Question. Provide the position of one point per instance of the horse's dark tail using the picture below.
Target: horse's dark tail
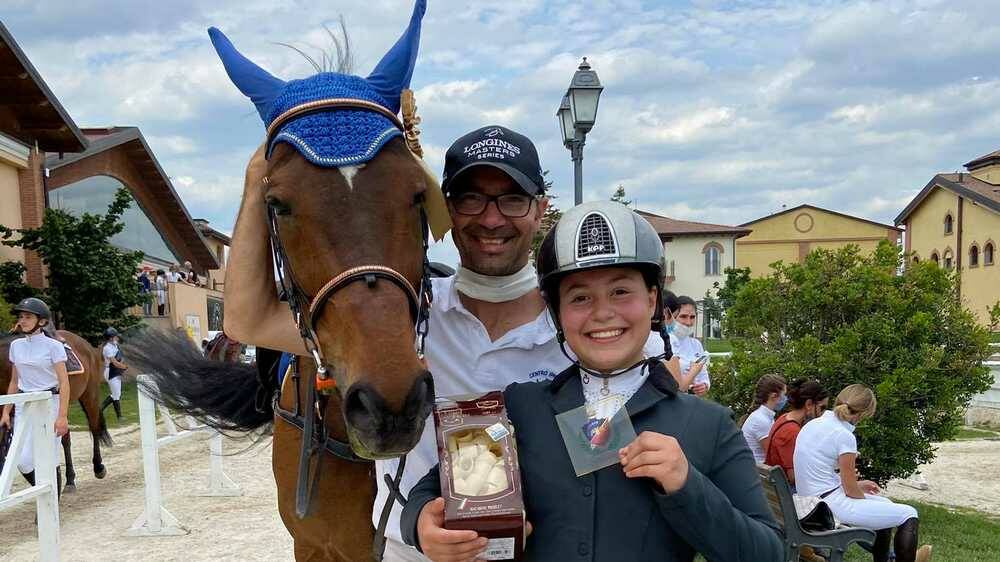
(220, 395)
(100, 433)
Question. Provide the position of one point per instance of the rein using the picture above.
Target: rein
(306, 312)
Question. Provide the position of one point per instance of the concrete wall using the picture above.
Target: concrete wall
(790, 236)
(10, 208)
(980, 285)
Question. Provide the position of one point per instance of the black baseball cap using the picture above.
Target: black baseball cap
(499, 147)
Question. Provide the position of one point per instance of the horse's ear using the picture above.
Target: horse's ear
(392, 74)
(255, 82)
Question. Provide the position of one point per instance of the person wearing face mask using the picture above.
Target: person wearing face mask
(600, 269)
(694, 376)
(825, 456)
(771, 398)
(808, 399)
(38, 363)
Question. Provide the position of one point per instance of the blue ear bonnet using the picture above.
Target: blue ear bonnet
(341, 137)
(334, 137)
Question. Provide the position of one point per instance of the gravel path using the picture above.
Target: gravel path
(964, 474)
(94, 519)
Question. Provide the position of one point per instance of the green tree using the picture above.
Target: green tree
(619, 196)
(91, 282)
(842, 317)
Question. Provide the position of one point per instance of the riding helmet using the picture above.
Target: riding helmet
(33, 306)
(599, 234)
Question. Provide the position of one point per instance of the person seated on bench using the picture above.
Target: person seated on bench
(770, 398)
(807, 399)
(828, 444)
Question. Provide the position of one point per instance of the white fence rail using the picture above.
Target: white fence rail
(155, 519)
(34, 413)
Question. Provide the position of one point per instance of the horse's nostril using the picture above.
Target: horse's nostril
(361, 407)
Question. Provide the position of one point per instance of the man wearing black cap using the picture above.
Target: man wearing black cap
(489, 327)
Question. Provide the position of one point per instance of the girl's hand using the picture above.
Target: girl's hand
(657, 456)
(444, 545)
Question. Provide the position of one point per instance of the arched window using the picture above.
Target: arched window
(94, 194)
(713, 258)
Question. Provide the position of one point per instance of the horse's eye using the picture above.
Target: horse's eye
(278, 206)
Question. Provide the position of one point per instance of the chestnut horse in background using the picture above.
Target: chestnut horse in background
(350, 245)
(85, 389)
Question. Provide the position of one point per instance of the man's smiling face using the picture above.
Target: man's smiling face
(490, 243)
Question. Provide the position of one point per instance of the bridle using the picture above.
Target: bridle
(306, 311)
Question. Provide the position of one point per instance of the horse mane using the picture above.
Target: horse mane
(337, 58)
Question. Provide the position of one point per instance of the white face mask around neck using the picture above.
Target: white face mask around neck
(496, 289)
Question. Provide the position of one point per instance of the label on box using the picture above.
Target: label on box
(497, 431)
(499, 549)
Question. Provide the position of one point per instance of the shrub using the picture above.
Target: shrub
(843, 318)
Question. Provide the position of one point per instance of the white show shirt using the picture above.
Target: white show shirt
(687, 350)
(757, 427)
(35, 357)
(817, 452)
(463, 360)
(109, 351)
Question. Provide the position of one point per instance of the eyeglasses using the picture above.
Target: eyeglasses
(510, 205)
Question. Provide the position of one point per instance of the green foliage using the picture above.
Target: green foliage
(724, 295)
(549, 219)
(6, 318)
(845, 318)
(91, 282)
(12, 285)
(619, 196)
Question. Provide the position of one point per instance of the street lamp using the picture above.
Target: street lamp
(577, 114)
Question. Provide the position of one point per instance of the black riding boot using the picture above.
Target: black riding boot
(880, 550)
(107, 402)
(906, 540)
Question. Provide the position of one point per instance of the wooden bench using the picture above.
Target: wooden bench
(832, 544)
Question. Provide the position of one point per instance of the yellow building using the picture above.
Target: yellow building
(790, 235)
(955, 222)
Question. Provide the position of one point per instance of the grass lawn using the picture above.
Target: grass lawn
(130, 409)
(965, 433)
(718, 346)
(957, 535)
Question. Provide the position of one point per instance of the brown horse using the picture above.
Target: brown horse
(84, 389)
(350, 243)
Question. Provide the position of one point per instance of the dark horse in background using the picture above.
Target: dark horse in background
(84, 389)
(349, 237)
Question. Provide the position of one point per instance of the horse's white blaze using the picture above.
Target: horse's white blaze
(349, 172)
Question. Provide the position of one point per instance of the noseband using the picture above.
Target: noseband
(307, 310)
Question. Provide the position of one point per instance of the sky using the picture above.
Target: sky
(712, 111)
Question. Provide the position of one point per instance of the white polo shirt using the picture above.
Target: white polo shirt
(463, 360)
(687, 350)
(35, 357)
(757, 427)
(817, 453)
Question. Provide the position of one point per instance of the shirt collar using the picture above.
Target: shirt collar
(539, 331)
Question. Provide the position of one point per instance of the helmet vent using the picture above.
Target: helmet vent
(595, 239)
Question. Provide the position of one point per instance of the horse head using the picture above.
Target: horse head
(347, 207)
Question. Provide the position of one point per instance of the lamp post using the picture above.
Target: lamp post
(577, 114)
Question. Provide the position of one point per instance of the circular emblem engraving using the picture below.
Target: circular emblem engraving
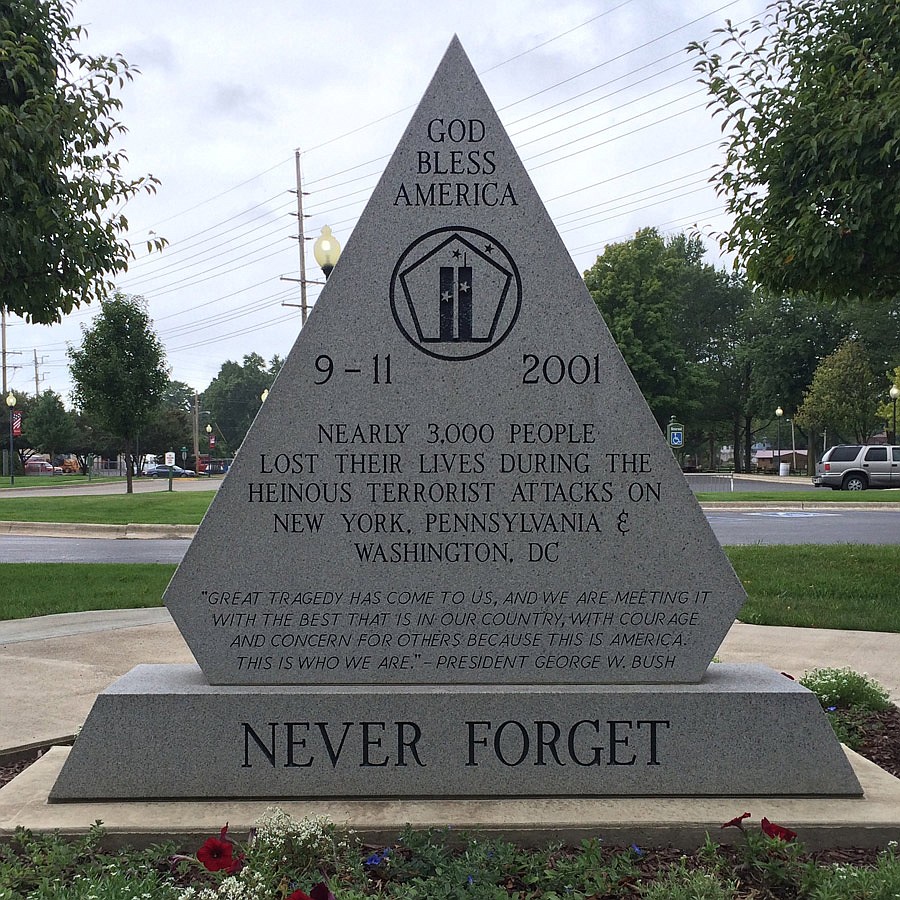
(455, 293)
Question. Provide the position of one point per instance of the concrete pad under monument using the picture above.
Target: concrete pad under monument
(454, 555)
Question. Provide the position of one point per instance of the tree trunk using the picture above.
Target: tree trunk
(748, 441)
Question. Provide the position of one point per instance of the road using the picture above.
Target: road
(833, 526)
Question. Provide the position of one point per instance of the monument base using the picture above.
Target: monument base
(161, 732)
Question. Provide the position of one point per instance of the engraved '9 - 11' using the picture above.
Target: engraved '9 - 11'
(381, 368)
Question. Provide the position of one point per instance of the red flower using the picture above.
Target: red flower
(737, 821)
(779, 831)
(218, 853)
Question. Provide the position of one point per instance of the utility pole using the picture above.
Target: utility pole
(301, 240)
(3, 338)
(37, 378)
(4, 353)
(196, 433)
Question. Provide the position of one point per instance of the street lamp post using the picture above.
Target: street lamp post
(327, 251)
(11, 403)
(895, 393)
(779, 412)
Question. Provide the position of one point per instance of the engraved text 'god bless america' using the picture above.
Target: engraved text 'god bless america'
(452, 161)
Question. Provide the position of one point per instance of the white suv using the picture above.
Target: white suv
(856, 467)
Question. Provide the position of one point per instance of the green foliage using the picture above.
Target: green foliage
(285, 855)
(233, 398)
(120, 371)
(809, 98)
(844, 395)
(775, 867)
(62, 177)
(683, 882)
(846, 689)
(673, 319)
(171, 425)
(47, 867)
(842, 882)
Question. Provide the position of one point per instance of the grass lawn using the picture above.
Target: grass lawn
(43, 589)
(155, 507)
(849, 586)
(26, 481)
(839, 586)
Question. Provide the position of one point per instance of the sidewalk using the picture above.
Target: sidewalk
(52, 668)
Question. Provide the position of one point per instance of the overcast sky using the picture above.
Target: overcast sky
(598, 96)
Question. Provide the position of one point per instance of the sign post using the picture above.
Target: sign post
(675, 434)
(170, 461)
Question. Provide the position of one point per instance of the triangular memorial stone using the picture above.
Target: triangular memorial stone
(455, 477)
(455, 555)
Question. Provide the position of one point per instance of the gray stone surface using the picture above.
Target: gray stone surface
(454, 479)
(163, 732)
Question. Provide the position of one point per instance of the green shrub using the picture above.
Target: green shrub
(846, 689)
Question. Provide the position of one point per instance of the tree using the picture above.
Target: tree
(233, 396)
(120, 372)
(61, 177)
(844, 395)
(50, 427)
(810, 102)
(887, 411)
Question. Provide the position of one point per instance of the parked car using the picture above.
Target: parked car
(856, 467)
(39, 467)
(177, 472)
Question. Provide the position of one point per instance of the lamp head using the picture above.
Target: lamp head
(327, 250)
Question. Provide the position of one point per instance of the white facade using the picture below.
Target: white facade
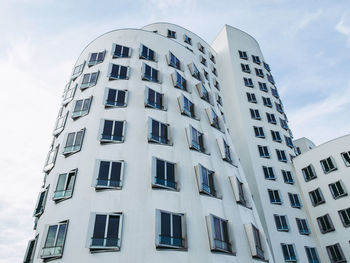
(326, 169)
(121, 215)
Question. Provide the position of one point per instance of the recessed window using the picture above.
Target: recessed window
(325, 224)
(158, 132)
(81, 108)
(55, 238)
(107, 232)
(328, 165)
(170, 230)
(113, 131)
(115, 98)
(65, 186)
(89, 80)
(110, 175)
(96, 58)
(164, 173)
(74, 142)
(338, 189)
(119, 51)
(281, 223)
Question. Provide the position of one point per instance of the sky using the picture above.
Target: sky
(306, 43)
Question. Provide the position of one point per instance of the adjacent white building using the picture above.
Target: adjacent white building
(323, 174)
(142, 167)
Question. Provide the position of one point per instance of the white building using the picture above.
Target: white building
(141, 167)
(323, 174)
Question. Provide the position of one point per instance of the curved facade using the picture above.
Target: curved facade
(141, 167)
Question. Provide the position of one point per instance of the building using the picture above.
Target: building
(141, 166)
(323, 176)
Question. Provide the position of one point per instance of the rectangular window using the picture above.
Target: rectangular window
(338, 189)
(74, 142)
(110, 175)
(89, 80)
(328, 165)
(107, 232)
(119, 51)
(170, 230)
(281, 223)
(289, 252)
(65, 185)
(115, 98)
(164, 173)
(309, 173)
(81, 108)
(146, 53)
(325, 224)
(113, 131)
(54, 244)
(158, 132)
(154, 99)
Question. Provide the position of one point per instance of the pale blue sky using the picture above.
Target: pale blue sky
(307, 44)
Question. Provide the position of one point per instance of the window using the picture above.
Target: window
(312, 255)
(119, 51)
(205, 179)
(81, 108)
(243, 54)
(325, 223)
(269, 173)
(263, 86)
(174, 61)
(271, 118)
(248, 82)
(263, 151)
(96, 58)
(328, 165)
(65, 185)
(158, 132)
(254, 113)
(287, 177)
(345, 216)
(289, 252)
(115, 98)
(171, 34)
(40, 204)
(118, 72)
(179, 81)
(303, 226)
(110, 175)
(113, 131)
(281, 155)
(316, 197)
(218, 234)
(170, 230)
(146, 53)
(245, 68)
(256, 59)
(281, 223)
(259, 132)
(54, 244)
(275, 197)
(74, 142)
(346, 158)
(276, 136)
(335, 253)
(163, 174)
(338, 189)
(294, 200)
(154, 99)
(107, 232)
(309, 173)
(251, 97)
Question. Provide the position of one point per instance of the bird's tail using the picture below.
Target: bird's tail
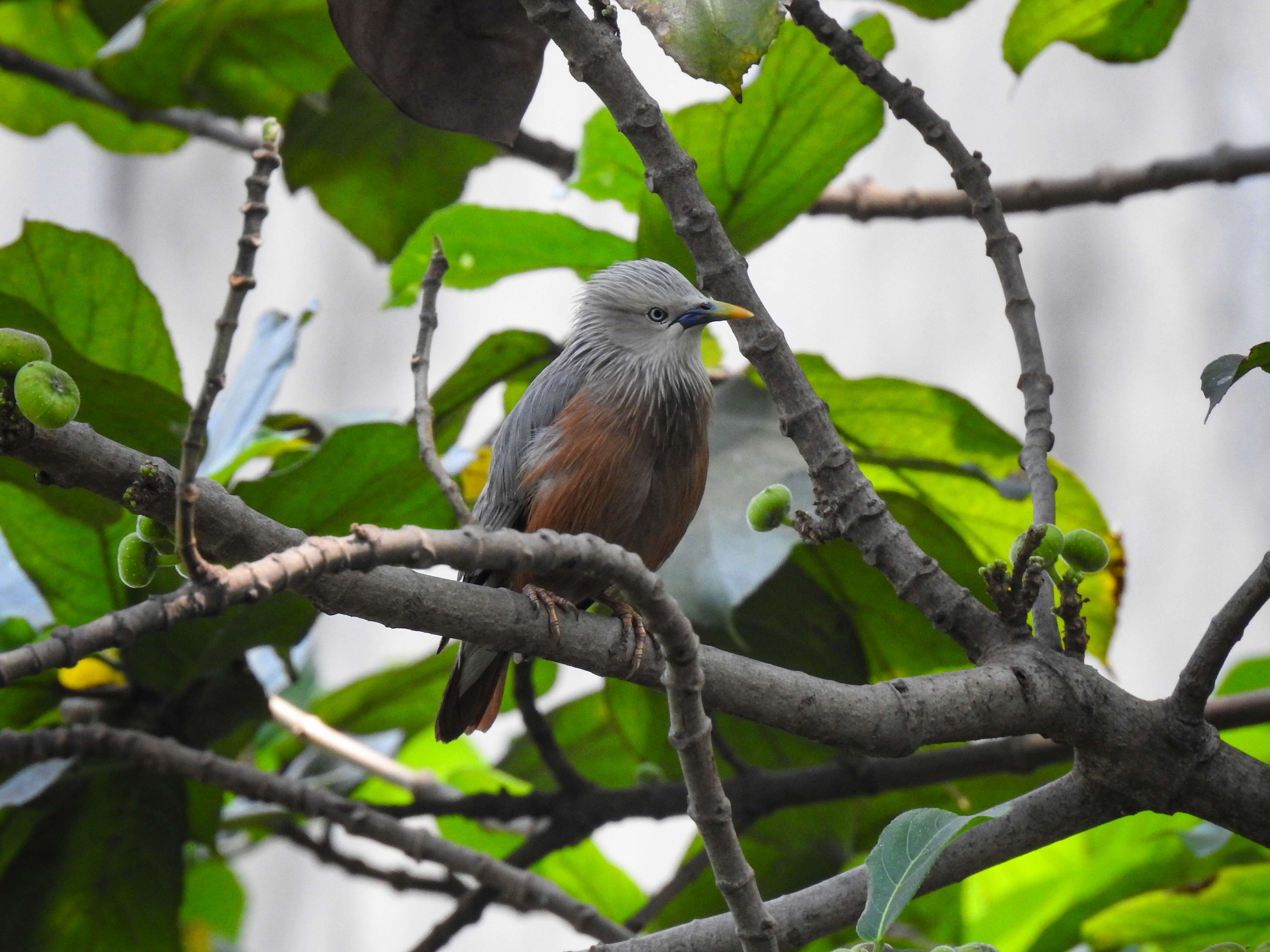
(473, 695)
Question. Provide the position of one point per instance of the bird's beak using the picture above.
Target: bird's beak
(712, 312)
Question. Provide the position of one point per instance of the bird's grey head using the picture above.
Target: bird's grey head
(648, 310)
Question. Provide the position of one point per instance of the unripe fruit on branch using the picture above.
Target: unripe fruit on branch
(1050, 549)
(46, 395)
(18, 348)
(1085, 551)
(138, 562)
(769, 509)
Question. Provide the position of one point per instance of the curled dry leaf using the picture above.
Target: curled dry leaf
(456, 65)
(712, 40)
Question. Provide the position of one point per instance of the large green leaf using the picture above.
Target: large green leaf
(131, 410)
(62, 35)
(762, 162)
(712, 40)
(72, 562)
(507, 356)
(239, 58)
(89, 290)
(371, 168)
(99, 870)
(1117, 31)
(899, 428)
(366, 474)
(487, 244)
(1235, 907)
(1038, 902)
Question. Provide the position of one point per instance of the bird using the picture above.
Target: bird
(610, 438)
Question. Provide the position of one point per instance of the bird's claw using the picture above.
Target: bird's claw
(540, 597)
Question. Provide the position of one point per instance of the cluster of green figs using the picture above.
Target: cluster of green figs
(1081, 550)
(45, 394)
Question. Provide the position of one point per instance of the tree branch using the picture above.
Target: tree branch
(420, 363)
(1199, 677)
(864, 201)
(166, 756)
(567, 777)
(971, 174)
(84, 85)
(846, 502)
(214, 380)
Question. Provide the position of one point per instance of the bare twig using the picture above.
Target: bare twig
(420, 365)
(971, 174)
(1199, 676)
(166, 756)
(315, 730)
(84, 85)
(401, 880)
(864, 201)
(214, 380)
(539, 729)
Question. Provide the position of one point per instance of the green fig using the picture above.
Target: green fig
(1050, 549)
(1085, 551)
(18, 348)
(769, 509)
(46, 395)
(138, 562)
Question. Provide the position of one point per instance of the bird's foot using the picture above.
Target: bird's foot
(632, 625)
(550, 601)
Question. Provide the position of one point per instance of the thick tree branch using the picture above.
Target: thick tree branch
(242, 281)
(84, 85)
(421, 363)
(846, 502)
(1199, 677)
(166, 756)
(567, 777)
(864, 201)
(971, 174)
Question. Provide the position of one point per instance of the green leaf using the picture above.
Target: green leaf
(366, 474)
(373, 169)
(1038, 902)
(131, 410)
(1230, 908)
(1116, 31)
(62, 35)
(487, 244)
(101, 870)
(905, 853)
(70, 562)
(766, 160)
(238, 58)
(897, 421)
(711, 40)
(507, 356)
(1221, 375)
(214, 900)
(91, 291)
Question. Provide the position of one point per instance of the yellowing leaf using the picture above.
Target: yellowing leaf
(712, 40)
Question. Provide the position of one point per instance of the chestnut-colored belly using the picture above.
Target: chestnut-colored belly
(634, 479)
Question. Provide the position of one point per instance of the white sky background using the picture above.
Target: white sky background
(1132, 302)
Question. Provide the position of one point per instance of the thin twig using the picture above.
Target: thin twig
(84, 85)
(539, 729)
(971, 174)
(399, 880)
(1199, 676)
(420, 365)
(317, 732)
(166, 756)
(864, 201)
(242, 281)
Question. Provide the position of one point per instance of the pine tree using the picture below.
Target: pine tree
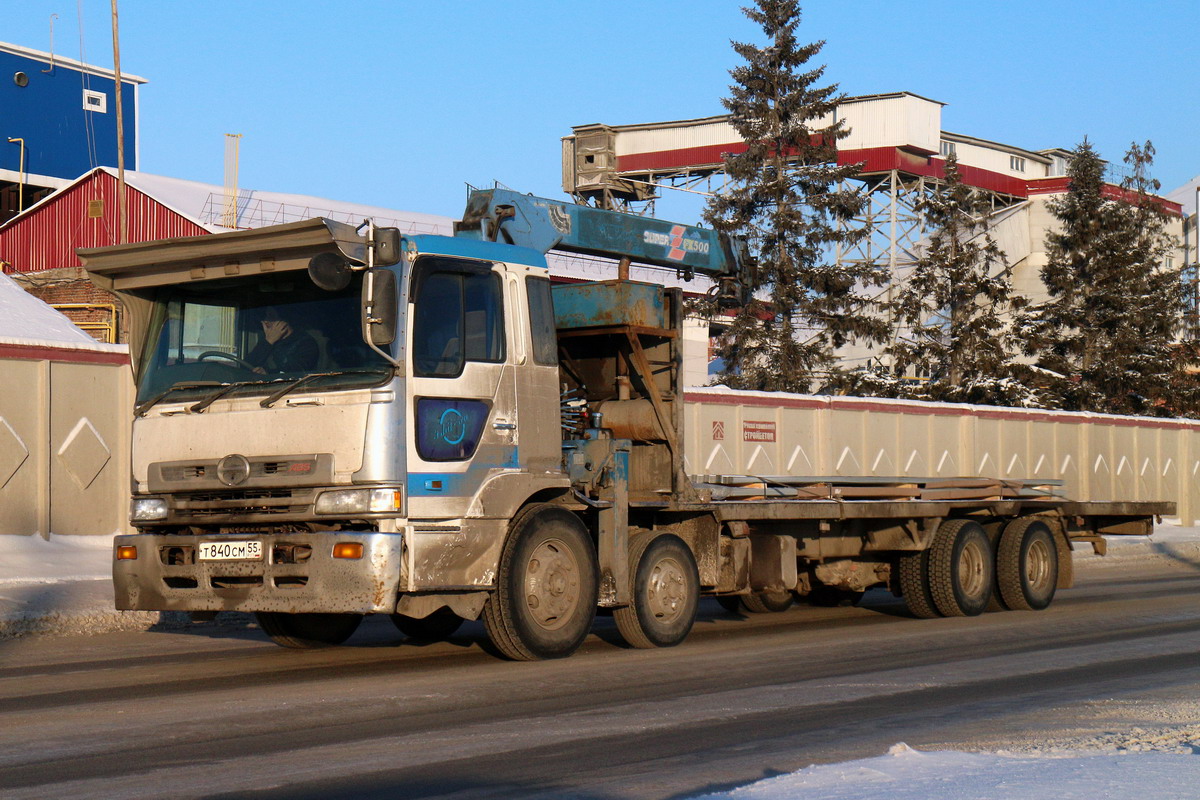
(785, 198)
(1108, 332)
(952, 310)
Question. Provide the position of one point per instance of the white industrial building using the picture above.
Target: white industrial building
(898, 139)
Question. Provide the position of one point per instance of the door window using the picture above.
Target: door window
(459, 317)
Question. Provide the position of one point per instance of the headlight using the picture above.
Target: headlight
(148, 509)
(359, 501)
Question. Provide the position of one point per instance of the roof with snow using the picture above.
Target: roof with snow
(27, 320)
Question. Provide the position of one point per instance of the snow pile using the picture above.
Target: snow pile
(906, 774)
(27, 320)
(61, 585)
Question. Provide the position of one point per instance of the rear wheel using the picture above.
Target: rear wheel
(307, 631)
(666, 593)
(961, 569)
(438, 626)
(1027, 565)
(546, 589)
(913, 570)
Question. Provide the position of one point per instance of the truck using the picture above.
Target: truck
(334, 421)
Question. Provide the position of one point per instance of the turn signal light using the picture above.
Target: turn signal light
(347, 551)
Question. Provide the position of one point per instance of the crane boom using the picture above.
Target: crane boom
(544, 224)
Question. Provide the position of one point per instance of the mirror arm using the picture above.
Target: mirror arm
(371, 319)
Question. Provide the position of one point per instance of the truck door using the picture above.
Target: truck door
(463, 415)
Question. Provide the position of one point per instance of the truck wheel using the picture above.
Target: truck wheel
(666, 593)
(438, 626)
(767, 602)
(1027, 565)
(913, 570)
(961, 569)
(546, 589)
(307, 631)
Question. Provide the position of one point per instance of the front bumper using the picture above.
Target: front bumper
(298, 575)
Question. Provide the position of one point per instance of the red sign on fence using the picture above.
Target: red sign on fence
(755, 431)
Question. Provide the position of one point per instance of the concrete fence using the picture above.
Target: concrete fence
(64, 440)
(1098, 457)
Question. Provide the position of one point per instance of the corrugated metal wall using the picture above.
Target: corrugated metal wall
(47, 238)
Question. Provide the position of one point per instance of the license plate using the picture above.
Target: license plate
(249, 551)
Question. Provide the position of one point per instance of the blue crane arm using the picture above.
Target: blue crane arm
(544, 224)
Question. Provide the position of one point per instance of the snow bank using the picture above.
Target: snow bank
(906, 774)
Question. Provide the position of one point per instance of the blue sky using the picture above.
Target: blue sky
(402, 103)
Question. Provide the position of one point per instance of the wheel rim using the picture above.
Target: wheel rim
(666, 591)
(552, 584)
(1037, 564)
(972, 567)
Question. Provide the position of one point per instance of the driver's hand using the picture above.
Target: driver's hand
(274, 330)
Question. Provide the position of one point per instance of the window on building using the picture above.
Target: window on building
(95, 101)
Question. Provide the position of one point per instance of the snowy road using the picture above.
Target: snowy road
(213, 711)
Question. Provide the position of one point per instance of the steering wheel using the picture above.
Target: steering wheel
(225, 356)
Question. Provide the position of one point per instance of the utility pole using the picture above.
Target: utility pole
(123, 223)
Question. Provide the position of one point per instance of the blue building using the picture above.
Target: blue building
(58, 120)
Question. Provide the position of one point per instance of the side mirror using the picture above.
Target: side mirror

* * * * * * * * *

» Required work: Word for word, restate the lines above from the line containing "the shrub using the picture above." through the line containing "show shirt using the picture above.", with both included and nothing else.

» Output of the exercise:
Question. Provide the position of one point per instance of the shrub using the picture above.
Target: shrub
(843, 318)
Question. Provide the position of one point per instance of the white show shirt using the picture above.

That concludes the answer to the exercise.